§ Set task
Please copy out every line of the records below, character for character, with no changes.

[Start of Data supplied]

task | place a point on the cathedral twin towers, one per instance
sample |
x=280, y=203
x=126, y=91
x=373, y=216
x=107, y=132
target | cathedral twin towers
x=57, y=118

[End of Data supplied]

§ Exercise output
task | place a point on the cathedral twin towers, one per instance
sample |
x=280, y=203
x=126, y=91
x=373, y=216
x=107, y=132
target | cathedral twin towers
x=57, y=118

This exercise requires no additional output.